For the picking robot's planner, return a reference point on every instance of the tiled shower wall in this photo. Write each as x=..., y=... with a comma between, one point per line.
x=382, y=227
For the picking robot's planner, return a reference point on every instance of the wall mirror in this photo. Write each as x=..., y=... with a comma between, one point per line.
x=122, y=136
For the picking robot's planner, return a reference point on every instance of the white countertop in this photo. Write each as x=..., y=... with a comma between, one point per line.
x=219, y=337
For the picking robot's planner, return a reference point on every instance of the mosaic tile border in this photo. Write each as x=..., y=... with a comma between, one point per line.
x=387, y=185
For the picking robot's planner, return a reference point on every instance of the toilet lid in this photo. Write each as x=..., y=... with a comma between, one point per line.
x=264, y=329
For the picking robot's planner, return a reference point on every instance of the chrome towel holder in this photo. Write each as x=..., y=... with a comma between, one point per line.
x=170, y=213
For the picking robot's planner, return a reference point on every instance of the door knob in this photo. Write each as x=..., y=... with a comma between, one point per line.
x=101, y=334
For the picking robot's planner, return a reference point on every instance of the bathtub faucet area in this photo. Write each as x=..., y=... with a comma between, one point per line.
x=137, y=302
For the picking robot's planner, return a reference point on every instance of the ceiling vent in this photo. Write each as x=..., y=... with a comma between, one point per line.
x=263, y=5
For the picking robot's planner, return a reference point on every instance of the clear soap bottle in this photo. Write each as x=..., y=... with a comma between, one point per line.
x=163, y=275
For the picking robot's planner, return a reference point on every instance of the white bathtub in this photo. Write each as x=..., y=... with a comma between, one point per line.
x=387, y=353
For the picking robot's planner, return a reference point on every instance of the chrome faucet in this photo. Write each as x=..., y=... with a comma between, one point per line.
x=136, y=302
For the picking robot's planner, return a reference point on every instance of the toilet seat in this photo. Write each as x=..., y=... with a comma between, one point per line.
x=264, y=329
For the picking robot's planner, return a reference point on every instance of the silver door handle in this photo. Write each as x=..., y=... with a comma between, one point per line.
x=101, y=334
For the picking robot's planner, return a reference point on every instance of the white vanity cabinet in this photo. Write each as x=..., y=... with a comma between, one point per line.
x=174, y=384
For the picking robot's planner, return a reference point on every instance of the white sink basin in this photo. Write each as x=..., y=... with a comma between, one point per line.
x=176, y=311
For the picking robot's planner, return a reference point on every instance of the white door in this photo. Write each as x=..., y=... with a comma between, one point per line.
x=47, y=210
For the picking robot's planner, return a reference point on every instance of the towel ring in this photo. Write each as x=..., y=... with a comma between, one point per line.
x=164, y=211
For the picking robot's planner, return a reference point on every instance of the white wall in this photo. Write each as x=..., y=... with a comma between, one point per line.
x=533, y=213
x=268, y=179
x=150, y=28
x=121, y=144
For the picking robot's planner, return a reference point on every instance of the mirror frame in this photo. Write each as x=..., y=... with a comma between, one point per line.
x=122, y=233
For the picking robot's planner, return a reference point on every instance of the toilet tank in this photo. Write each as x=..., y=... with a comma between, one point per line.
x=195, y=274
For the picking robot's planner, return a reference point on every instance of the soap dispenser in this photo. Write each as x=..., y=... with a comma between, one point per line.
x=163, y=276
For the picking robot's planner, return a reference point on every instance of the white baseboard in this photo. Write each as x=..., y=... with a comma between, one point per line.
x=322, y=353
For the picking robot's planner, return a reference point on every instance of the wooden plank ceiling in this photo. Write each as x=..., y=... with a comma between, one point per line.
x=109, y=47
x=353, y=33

**Task instructions:** Rewrite every entry above with "reference point" changed to "target point", keeping all other text the same.

**Result of this exercise:**
For the picking robot's planner, return a target point on every instance of the tiled shower wall in this photo. Write each as x=..., y=... with a comma between, one point per line.
x=382, y=227
For the picking robot's planner, return a target point on every instance of the wall mirror in this photo. Write each as x=..., y=... with a comma between, one point per line.
x=122, y=136
For the picking robot's planner, return a target point on every instance of the white countertop in this photo. Write each as x=..., y=... with a comma between, one point per line.
x=219, y=337
For the picking robot's planner, return a target point on every instance of the mosaic tile border in this photo. Write each as x=..., y=... with a comma between, one point per line.
x=387, y=185
For the picking robot's planner, return a target point on every instance of the toilet lid in this photo. Write each as x=..., y=... with a comma between, one point per line.
x=264, y=329
For the picking robot's planner, return a target point on every instance of the chrome towel holder in this photo. Write each as x=..., y=... with a comma between, one point per line.
x=170, y=213
For the picking robot's planner, return a target point on every instance of the door knob in this photo. Write each as x=..., y=... with a comma between, one point per line.
x=101, y=334
For the picking robot's planner, return a target point on every instance of the bathtub faucet area in this photo. Write each as x=..., y=... with a comma between, one point per line.
x=137, y=302
For the picking robot's planner, return a target point on every instance of the ceiling vent in this photo. Write each as x=..., y=... with a comma between, one point per line.
x=263, y=5
For the picking robot's planner, return a target point on every instance of the clear soap bottle in this photo. Write each as x=..., y=... with a comma between, one point per line.
x=163, y=275
For the picking robot's planner, return a target point on every instance of the white bathtub in this photo. Write each as x=..., y=... with a comma between, one point per line.
x=387, y=353
For the picking robot's planner, return a target point on every instance of the chrome faucet in this photo. Write each as x=..., y=... with a comma between, one point per line.
x=136, y=302
For the picking robot's planner, return a target point on every instance of the toilet seat in this photo. Write each as x=..., y=... with a comma between, one point per line.
x=264, y=329
For the picking robot's planner, return a target point on every instance of the silver door handle in this photo. Write each as x=..., y=... with a comma between, one point per line.
x=101, y=334
For the picking robot's planner, return a target point on every instance of the white vanity cabinet in this photo. Write each as x=..., y=... with a comma between, one point per line.
x=174, y=384
For the picking robot's planner, return a target point on every instance of the white sink basin in this photo. Write each as x=..., y=... with a comma between, one point per line.
x=176, y=311
For the picking robot's planner, return a target point on every instance of the white door in this photo. Write each as x=..., y=... with a comma between, one point per line.
x=47, y=210
For the picking robot's planner, return a target point on every instance of the towel ring in this photo. Write each as x=..., y=... with a comma between, one point per line.
x=164, y=211
For the picking robot's planner, return a target point on every instance of the white wall in this photo. Write each as x=..., y=... with a comma between, one point per line.
x=533, y=213
x=268, y=179
x=150, y=28
x=121, y=144
For the picking robot's planner, return a target point on every instance of the mirror frame in this photo. Write each as x=..., y=... with a comma between, one point per line.
x=122, y=233
For the picking robot's planner, return a target point on every instance of the toilet tank in this photo. Write each as x=..., y=... with a comma between, one point per line.
x=195, y=274
For the picking robot's planner, return a target point on every instance of the soap dispenser in this photo. Write each as x=..., y=... with a comma between, one point per line.
x=163, y=276
For the picking robot's planner, return a target point on every instance of the white baseboard in this photo. Write each as x=..., y=... with a comma between, one point per line.
x=322, y=353
For the picking robot's planner, return a target point on every instance of the wooden plank ceiling in this photo. Write each as x=..., y=... with a comma between, one point per line.
x=109, y=47
x=353, y=33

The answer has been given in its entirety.